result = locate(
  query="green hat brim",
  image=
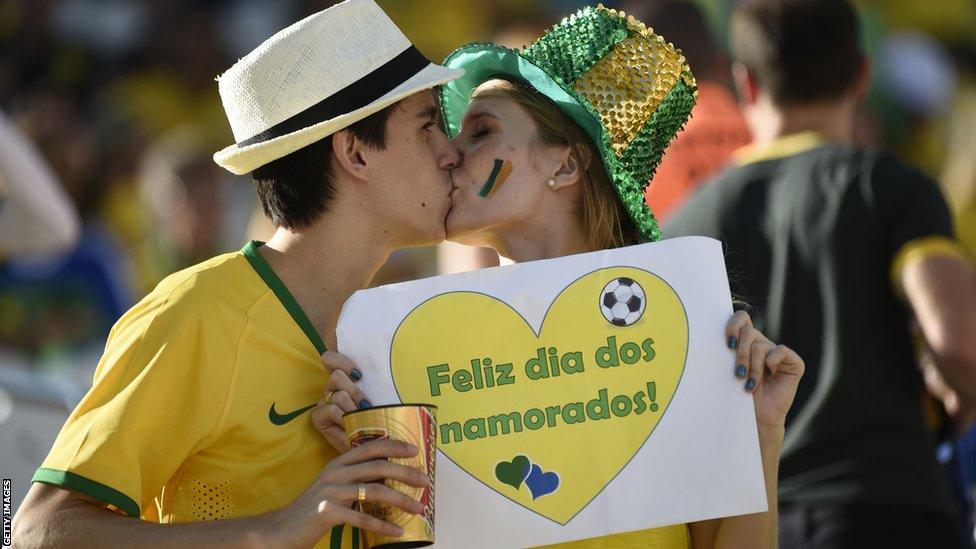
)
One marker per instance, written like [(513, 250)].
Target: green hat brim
[(484, 61)]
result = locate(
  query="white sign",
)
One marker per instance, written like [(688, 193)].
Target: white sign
[(577, 397)]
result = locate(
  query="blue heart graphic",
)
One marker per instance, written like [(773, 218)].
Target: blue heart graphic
[(541, 484)]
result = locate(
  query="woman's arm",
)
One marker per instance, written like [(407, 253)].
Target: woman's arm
[(772, 373)]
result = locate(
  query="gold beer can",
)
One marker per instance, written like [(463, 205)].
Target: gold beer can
[(415, 424)]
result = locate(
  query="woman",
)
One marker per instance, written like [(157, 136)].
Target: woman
[(558, 142)]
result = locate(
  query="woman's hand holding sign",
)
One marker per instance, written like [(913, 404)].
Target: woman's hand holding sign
[(340, 396), (771, 372)]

§ Challenge
Copy every line of the records above word for word, leaving out the pictures.

§ Completed exercise
result = locate(
  query="green hat brim",
  image=
)
One marker per instance, written like [(513, 250)].
Target: green hat brim
[(484, 61)]
result = locate(
  query="white sign",
)
One marker per instance, written like [(688, 193)].
Target: white sign
[(577, 397)]
result = locate(
  query="blue heart graphic",
)
One marker per instance, written like [(773, 218)].
Target: blue heart graphic
[(541, 484)]
result = locate(
  query="woman's arm",
)
One marker per instance, written like [(407, 253)].
Target: woman's arm
[(772, 373)]
result = locate(
  query="gold beer can",
)
One marker per instance, written like [(463, 205)].
Target: gold beer can
[(415, 424)]
result = locate(
  query="woman",
)
One marker per instance, written like [(157, 136)].
Target: woman
[(558, 142)]
result = locate(
  query="woman's hand holding sign",
)
One marker per instance, written like [(913, 404)].
Target: woman's hand holding sign
[(340, 396), (771, 372)]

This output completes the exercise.